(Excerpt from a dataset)
************

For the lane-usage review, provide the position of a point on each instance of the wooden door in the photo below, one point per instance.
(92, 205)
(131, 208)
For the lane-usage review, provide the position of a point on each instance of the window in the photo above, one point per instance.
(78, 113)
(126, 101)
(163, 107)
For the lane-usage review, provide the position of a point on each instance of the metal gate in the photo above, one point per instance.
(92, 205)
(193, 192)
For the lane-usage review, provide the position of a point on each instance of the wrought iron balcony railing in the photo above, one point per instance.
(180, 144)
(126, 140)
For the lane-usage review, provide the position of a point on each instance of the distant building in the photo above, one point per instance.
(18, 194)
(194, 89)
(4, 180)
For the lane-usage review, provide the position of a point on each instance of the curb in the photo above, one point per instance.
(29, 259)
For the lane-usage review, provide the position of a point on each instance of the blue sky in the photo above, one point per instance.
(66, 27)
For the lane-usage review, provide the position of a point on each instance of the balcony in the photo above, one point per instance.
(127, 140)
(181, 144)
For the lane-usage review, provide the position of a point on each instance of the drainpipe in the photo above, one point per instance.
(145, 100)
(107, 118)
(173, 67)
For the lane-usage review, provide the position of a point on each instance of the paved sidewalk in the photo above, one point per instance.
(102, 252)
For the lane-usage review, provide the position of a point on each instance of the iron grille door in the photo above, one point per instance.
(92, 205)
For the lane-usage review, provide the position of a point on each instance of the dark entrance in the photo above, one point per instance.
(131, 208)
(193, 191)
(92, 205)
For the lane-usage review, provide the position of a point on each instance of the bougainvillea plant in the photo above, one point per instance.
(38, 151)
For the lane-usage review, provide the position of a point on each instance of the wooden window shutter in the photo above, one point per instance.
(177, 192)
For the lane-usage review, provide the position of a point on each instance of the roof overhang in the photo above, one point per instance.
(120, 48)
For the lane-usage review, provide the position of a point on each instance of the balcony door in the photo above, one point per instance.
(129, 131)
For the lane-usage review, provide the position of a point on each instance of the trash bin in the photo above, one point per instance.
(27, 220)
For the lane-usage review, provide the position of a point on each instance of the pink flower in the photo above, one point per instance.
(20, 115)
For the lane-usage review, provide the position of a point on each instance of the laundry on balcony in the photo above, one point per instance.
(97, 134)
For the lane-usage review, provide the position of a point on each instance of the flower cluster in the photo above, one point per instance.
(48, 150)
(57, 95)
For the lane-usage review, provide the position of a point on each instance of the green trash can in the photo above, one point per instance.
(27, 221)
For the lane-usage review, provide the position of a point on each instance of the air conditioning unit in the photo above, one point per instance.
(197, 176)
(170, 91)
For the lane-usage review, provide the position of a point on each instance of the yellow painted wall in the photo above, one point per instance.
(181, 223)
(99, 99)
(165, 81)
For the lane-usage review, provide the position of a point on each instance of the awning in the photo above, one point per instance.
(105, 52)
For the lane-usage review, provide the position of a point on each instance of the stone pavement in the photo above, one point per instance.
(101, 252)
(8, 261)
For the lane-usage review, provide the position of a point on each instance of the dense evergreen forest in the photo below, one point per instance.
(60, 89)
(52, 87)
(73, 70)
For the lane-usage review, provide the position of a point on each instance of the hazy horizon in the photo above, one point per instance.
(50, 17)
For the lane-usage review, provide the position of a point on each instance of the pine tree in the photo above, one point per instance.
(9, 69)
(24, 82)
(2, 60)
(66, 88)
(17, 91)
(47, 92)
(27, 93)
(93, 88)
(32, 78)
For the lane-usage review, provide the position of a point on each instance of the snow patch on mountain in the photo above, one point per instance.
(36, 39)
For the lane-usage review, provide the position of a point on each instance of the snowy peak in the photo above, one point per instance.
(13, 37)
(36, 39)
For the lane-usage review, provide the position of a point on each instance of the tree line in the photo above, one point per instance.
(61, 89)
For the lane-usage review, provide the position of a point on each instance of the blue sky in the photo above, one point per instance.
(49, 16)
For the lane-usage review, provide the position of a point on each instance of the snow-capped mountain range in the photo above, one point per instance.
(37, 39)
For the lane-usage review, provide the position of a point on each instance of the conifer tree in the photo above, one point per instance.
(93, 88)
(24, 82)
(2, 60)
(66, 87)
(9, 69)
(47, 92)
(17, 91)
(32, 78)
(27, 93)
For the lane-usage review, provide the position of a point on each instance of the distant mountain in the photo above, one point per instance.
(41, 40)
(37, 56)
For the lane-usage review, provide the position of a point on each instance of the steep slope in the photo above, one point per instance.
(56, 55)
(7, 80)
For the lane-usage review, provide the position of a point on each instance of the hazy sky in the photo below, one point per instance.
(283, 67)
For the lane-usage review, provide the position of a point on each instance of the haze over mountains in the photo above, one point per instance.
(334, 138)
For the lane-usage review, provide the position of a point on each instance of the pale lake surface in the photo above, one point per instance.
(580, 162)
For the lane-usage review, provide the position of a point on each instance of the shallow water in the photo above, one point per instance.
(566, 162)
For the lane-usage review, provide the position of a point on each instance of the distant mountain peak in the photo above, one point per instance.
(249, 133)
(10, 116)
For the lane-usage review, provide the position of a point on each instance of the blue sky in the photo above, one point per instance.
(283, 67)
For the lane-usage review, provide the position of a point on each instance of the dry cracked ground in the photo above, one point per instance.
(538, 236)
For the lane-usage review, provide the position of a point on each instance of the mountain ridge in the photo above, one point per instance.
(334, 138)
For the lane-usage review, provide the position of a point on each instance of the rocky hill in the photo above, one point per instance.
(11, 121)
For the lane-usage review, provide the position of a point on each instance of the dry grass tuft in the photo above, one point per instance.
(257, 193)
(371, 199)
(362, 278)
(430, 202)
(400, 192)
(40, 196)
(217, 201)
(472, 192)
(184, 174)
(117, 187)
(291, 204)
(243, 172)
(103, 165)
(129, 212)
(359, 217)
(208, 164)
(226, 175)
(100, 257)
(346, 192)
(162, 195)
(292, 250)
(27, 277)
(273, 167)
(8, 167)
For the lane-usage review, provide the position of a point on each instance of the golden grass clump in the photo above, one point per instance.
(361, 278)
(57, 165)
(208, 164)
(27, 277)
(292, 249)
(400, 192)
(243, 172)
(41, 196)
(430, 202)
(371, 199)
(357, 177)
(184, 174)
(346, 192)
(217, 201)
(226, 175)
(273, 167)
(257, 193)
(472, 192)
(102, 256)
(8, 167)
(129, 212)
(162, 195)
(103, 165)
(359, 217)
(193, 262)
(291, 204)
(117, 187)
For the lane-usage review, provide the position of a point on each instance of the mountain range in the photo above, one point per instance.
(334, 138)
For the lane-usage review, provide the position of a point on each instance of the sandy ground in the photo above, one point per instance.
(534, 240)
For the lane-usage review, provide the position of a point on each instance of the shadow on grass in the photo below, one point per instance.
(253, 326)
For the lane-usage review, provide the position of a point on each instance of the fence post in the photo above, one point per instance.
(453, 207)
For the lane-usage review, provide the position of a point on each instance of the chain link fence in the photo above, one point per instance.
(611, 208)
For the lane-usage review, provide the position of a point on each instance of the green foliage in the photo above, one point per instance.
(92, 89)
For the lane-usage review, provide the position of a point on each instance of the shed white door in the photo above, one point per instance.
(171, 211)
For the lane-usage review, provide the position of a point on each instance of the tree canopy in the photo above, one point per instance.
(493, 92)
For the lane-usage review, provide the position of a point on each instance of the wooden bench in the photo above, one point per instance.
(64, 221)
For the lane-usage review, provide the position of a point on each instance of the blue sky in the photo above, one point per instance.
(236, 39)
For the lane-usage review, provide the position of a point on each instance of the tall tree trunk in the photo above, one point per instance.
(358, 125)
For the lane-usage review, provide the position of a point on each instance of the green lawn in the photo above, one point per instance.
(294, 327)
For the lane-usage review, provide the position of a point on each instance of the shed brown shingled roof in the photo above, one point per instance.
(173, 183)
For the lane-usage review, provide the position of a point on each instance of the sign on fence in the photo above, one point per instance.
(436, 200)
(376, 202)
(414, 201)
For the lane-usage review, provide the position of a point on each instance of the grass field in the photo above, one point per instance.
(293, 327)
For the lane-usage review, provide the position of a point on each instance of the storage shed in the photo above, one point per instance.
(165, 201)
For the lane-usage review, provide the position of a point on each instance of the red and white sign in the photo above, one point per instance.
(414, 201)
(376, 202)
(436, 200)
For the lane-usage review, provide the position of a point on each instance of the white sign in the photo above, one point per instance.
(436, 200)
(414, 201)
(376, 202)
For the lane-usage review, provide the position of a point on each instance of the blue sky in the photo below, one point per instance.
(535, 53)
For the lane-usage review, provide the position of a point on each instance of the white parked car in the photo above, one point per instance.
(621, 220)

************

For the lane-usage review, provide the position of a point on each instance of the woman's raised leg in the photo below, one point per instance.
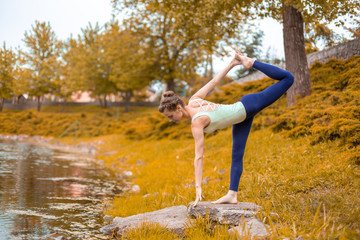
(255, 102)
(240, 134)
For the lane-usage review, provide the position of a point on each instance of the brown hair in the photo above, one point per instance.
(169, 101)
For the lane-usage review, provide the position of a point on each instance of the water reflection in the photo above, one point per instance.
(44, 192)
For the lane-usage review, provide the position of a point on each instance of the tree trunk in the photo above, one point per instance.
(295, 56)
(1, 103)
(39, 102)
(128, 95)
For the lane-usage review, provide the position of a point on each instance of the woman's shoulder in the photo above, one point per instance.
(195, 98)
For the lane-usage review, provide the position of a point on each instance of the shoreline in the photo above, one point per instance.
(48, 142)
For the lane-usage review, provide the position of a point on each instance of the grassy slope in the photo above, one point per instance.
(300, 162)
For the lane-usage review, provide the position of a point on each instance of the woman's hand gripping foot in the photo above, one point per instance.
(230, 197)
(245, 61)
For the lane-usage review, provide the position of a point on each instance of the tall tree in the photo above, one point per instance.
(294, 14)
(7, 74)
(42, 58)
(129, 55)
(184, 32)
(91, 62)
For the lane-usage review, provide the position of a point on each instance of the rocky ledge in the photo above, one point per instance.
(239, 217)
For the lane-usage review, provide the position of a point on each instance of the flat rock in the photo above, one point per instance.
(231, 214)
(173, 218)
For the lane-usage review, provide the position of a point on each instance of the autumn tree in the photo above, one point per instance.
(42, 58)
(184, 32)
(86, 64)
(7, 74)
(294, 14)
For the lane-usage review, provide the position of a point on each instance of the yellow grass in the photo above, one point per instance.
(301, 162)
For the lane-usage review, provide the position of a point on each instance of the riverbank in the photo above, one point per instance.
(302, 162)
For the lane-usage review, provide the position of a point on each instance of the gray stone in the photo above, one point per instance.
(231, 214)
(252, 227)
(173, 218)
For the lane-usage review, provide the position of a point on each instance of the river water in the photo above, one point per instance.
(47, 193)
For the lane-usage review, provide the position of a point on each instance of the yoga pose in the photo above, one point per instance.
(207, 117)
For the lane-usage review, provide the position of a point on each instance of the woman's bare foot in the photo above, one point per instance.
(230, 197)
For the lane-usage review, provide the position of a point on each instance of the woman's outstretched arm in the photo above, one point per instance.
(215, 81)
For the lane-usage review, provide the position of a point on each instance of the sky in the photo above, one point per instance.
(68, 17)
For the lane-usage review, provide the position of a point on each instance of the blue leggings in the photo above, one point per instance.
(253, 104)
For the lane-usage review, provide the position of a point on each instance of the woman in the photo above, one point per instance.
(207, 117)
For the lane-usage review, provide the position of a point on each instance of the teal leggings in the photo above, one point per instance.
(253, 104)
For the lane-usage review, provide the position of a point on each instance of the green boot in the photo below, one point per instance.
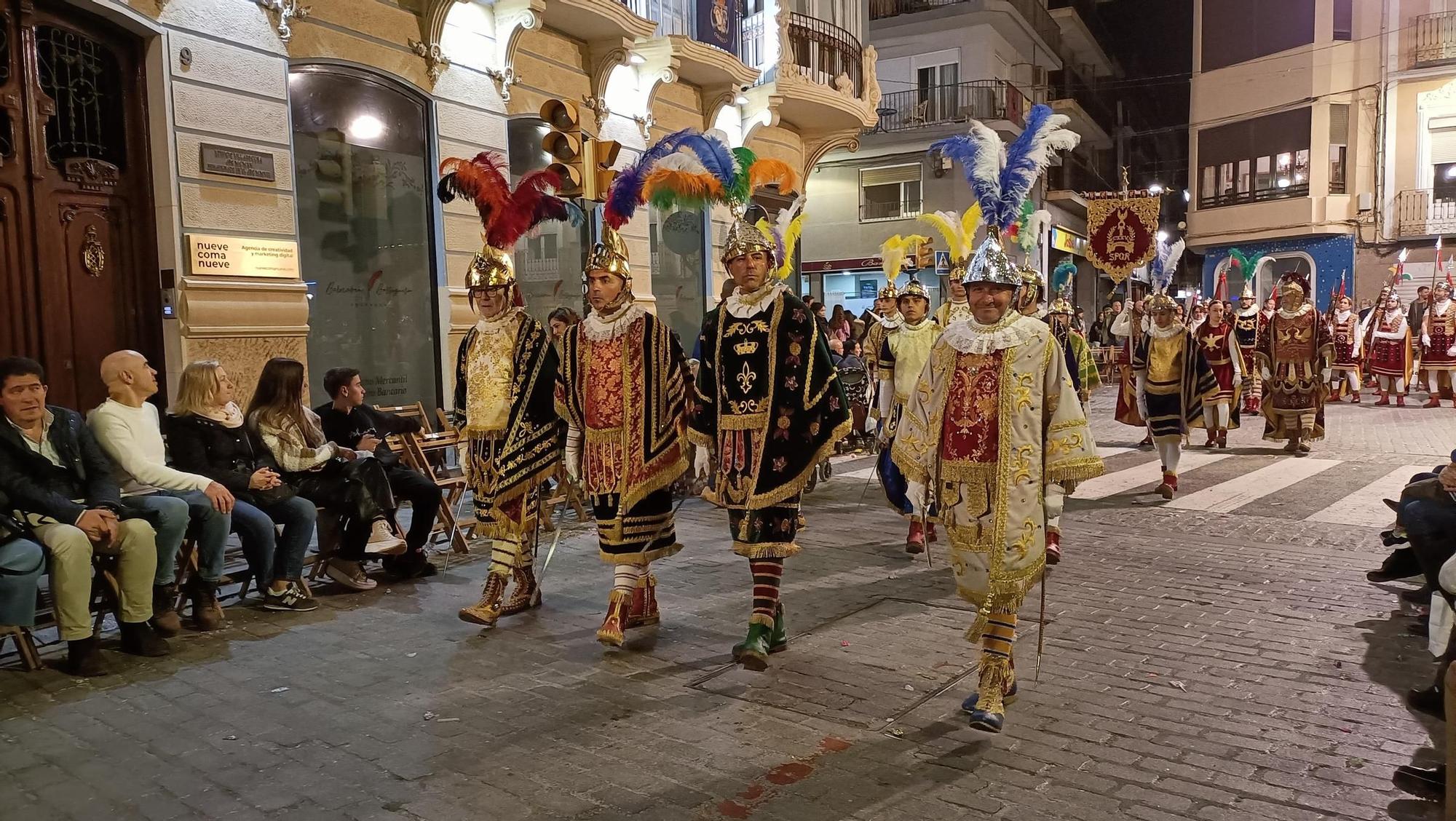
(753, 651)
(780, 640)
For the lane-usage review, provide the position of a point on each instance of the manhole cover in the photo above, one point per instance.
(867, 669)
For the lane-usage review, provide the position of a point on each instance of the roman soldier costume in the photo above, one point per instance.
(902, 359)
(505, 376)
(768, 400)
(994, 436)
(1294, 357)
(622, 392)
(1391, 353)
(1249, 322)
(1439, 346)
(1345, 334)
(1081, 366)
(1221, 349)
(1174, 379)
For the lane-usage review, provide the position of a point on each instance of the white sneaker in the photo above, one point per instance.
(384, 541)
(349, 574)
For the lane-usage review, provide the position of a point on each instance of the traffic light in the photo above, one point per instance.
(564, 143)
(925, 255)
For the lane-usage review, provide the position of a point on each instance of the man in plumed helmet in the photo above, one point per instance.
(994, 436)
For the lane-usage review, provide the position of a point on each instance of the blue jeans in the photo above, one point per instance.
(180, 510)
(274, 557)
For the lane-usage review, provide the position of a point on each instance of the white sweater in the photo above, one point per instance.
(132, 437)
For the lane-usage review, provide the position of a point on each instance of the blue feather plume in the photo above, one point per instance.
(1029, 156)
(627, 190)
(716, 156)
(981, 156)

************

Select every line of the records that contains the word "peak", and copy each such line. Case counts.

For the lane-usage review, provide the position of a point on each instance of the snowy peak in the photo above, one point per instance.
For the lane-usage review, provide the position of a point on each instance of the distant mountain peak in the photo above, one point per instance.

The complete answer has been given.